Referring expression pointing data
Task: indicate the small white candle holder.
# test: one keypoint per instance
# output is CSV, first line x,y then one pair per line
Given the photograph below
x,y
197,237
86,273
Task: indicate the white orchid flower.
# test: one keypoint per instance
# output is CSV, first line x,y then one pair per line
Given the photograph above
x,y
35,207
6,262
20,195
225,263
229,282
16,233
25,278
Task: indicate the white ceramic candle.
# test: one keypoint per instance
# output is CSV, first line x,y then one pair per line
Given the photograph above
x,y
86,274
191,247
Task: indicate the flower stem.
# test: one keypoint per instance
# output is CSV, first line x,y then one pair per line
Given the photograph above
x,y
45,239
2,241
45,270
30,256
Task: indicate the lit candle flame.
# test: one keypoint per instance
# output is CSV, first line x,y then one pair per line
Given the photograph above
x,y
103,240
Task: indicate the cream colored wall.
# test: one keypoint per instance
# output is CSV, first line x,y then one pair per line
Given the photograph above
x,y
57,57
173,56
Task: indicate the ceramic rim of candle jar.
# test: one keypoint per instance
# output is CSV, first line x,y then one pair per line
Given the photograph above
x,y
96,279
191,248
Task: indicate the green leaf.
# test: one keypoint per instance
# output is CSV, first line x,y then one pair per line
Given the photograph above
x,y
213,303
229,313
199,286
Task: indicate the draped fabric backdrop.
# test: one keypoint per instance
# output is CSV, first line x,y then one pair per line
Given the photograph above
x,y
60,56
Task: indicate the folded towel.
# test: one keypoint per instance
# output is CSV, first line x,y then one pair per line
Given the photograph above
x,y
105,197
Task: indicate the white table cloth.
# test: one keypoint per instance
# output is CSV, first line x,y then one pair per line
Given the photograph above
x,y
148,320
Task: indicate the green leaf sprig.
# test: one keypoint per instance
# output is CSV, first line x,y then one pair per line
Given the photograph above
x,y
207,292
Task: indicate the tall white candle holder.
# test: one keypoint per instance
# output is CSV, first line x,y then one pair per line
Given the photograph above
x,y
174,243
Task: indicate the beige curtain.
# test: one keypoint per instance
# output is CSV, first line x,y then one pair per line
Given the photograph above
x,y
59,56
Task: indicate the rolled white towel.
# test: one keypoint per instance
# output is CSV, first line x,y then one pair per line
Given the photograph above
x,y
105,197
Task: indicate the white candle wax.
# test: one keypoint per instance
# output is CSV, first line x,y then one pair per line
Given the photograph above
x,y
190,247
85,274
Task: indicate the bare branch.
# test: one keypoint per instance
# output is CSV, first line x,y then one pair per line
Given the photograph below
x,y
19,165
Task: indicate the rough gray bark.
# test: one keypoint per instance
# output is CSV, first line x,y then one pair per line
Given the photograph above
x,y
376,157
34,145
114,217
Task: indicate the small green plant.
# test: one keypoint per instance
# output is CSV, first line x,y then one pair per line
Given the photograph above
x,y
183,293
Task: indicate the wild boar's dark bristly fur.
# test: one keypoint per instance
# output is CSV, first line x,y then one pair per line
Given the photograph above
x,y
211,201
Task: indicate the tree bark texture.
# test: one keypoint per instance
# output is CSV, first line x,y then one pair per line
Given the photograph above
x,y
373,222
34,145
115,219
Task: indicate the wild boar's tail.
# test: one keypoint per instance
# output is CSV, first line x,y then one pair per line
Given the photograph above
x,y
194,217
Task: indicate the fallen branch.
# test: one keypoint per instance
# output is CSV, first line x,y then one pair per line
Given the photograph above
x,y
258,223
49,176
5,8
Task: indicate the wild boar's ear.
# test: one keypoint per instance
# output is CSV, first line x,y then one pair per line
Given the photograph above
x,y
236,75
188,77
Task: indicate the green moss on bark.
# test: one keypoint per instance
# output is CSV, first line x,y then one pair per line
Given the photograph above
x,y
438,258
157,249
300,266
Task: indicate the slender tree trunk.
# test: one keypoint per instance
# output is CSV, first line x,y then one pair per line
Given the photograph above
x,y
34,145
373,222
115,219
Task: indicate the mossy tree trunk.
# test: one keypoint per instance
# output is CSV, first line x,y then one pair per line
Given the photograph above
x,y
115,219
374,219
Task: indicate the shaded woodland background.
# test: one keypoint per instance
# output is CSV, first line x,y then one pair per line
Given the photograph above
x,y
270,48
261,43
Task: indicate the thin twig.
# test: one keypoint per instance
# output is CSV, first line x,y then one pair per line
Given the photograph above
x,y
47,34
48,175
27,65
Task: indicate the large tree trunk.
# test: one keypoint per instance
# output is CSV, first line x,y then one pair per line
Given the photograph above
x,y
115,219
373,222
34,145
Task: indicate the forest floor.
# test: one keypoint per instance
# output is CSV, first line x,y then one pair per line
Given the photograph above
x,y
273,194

## Description of the task:
For the word "tree", count the lines of the records that contain it and give only the number.

## Problem solution:
4